Saved entries:
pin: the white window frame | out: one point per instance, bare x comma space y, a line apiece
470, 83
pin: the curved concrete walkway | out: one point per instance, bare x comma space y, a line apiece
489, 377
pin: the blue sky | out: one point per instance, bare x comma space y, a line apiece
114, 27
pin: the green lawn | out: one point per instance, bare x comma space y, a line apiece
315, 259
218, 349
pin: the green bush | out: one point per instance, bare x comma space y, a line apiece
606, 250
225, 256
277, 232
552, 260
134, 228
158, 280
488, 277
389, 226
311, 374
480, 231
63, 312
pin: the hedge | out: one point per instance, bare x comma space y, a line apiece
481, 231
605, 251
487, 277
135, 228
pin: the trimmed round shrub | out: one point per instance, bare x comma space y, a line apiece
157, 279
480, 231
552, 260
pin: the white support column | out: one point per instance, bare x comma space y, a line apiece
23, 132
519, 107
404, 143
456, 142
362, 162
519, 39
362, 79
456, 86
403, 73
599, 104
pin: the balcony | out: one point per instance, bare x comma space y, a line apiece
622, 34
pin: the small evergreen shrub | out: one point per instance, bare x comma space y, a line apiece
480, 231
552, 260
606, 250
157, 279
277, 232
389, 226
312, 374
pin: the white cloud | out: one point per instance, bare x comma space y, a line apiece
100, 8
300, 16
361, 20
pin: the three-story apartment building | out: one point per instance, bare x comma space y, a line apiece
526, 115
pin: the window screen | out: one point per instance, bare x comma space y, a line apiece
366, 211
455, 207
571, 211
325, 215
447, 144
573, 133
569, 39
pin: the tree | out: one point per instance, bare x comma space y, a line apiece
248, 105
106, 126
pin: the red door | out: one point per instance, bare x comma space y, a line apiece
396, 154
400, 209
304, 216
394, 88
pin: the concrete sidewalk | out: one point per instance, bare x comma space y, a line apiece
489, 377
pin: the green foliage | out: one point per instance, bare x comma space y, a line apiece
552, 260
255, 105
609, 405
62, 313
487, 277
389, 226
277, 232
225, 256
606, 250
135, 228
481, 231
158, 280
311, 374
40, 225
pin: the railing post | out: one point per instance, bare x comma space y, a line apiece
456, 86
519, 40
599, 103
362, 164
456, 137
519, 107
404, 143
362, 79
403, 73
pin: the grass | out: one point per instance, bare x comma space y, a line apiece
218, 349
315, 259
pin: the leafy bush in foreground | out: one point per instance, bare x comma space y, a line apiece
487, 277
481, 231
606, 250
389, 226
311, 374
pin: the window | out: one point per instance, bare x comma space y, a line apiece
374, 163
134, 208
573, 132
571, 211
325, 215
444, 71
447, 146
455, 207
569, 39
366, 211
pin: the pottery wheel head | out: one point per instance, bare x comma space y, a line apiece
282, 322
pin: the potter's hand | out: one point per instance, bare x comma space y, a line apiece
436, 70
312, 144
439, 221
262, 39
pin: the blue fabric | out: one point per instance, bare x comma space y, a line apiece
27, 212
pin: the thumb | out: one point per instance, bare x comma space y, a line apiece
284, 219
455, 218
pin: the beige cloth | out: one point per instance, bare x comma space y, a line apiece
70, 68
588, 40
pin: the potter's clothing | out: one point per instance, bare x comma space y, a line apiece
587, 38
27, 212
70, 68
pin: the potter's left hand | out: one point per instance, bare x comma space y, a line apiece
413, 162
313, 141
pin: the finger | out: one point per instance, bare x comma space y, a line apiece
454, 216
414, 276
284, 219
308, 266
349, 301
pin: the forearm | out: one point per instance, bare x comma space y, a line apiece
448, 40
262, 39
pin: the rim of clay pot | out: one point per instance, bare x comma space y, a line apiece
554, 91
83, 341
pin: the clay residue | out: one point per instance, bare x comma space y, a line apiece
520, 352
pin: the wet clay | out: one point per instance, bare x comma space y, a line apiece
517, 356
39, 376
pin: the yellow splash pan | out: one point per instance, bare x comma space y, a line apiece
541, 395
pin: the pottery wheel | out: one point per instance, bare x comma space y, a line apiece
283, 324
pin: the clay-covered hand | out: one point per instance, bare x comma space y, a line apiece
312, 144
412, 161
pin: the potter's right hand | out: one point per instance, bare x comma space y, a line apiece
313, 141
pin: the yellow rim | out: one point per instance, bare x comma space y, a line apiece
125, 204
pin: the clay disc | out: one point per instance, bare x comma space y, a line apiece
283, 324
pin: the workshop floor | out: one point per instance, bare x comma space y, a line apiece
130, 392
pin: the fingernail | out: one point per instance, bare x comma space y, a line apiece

#### Instruction:
Return the whole listing exactly.

#### Exercise result:
pin: the white window frame | out: one point per instance, bare x comma space y, a line apiece
470, 83
pin: the curved concrete walkway | out: one point per instance, bare x comma space y, a line apiece
489, 377
pin: the blue sky | out: one point per instance, bare x comma space y, a line apiece
114, 27
pin: the green lawn | out: one point per instance, bare x comma space y, a line apiece
315, 259
218, 349
pin: the green bush | out: one point per instance, bare x comma space y, a line apiece
606, 250
225, 256
277, 232
552, 260
134, 228
158, 280
488, 277
389, 226
311, 374
480, 231
63, 312
pin: the hedge | out: one point per instance, bare x comma space y, a line apiece
481, 231
605, 251
487, 277
135, 228
pin: the trimmed round shrub | out: one point per instance, bare x comma space y, a line apiece
157, 279
480, 231
552, 260
pin: the white support column | out: one point per instance, bare x comma space y, a line apiece
23, 132
519, 107
404, 143
456, 142
362, 162
519, 39
362, 79
456, 86
403, 73
599, 104
pin: the balcony | out: one point per instance, bare x comma space y, a line apiece
622, 34
pin: the small evergreen shrub | out: one point per instance, bare x comma space y, a line apiece
480, 231
552, 260
606, 250
157, 279
277, 232
389, 226
312, 374
pin: the white cloud | out: one point per instance, bare x comma space y, a line apiece
100, 8
300, 16
361, 20
pin: the three-story apartment building | out: one point per instance, bare x comma space y, a line apiece
526, 115
pin: the window screen | out: one point per instance, bare x comma space y, a line apiece
366, 211
455, 207
571, 211
325, 215
447, 144
573, 133
569, 39
pin: the tree | out: one point per instance, bare x comma space y, a line apiece
248, 105
106, 126
pin: the red door | out: one point per instance, bare x comma space y, a line apiece
396, 154
400, 209
304, 216
394, 88
pin: the concrete sidewalk | out: one point per instance, bare x comma space y, a line apiece
489, 377
pin: the green foliage | out: one point per instance, bare x comma space y, a line apiece
552, 260
255, 105
609, 405
62, 313
487, 277
389, 226
277, 232
225, 256
606, 250
135, 228
481, 231
158, 280
311, 374
40, 225
pin: the railing post | out: one point per instance, bare x comma space y, a line apiece
456, 86
519, 40
599, 103
362, 164
456, 137
519, 107
404, 143
362, 79
403, 73
pin: the grass | out: one point per instance, bare x comma space y, a line apiece
218, 349
315, 259
pin: the leafy bush in foreground | out: one point per instance, bare x comma space y, a line apiece
487, 277
481, 231
606, 250
389, 226
311, 374
pin: the window | out: one point per instance, bare x comma space y, a line apiece
374, 163
134, 208
573, 132
571, 211
325, 215
444, 71
447, 146
455, 207
569, 39
366, 211
pin: the pottery wheel head | out: one point per instance, bare x comma space y, a line apiece
282, 322
pin: the potter's hand | out: one point per instance, bare x comma space y, a line apiece
436, 70
312, 144
439, 221
262, 39
pin: the blue fabric | out: one point per instance, bare x comma space y, a line apiece
27, 212
pin: the thumb | out: one point per instance, bare x comma space y, a line apiece
284, 219
455, 218
pin: the beige cloth | out: one point per instance, bare x comma space y, a line apiece
70, 68
588, 40
pin: the potter's clothing | out: one point per instance, bare x comma space y, a line apiece
587, 38
27, 212
70, 68
pin: the potter's left hand | out: one point per instance, bare x comma space y, a line apiece
413, 162
313, 141
pin: the finger | out: one point per instance, bare x comma space y, a line apiece
454, 216
414, 276
284, 219
308, 266
349, 301
pin: the forearm | out: one point per instance, bare x comma space y, a line apiece
448, 40
262, 39
pin: the rim of clay pot | out: one point per instance, bare x comma space y, a line apiece
554, 91
83, 341
pin: the clay residue | out: one point per instance, bare x comma space y, a line apiece
520, 352
pin: the wet clay | out: one point per instance, bare x comma space y, a line apiece
517, 356
39, 376
pin: the yellow splash pan | out: one point per instance, bare x comma space y, a line apiece
541, 395
pin: the pottery wheel | out: one point per instance, bare x comma space y, a line apiece
283, 324
pin: the clay-covered hand | out: one point per instance, bare x comma space y, a line apiece
312, 144
412, 161
pin: the potter's right hand | out: one point per instance, bare x comma space y, a line apiece
313, 141
pin: the yellow rim | out: one point per instance, bare x comma space y, a line apiece
125, 204
pin: the clay disc | out: one point per instance, bare x comma space y, a line apiece
283, 324
pin: the workshop floor | out: one point per instance, bare x comma space y, a line apiece
130, 392
pin: the fingernail | out: one point per instance, bare x comma space y, a line apiece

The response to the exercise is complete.